(EXTRACT PROVIDED):
Property testing might also be useful. It can be used to test error paths with random input.
Testing error reporting
For applications with sophisticated error reporting, you’ll want to test that error reporting output. Ensuring that the messages and other data (such as the input which caused the error, information to locate that input, error numbers, etc.) are as expected.
If you have custom error reporting, then you should unit-test it by supplying errors and checking the output of reporting. If you’re using a third-party error reporting crate, you don’t need to do this; it’s their job!
In either case, you should have integration tests. For anything larger than a toy, you’ll want to implement some kind of framework for these tests so that you’re not doing lots of repetitive string comparisons. It’s important not to test too much or your test suite will be fragile (e.g., only test one error per test, don’t make assumptions about other output, try to avoid testing inconsequential details or the implementation). An example of such tests is rustc’s UI tests.
Benchmarking
If errors can occur in real life, then you should consider errors when benchmarking. Consider a new distributed system which has good performance in testing and is tested to recover correctly when an error occurs (e.g., a node goes down). However, when the system is deployed into production with much greater load than in testing, error recovery might cause the system to slow down enough that buffers fill up, messages are dropped, and the system gets into an inconsistent state. Or perhaps although a system recovers correctly from an error, it causes slowdown, not noticed in testing because the error rate is low. However, at scale there are enough errors (and recoveries) that it significantly affects throughput or latency.
You might separately benchmark what happens in the pure success and the error cases. You might also have a benchmark where errors occur randomly with realistic (or greater than realistic) frequency. This will require some engineering which is similar to mocking, but does the real thing in some cases and mocks an error occasionally.

(TASKS TO PERFORM):
1) Rewrite the paragraph beginning "In either case, you should have integration tests" from the text on testing errors as a short bulleted list that keeps its main facts.
2) From the text on testing errors, return everything from "Testing error reporting" down to "it’s their job!".
The listing comes from a different source.

(COLLECTED MATERIAL):
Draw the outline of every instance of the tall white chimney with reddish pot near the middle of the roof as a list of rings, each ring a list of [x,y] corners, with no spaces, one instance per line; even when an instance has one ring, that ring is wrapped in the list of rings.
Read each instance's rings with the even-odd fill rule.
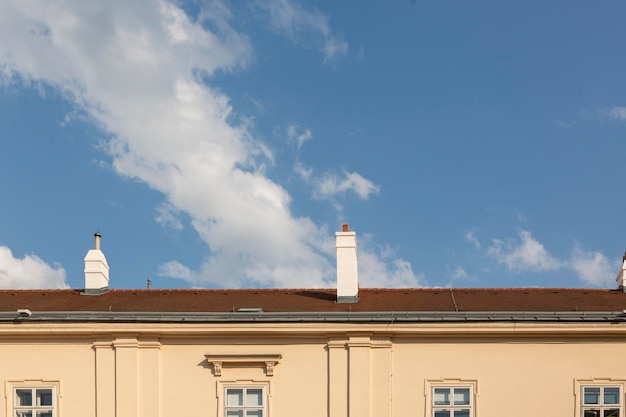
[[[347,224],[335,233],[337,240],[337,302],[356,303],[359,300],[359,272],[356,253],[356,233]]]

(EXERCISE RESULTS):
1)
- Integration tests are needed whether the error reporting is custom or comes from a third-party crate.
- For anything larger than a toy, build a framework for these tests to avoid lots of repetitive string comparisons.
- Don't test too much, or the suite becomes fragile:
  - test only one error per test
  - make no assumptions about other output
  - avoid testing inconsequential details or the implementation
- rustc's UI tests are an example of such tests.

2)
Testing error reporting
For applications with sophisticated error reporting, you’ll want to test that error reporting output. Ensuring that the messages and other data (such as the input which caused the error, information to locate that input, error numbers, etc.) are as expected.
If you have custom error reporting, then you should unit-test it by supplying errors and checking the output of reporting. If you’re using a third-party error reporting crate, you don’t need to do this; it’s their job!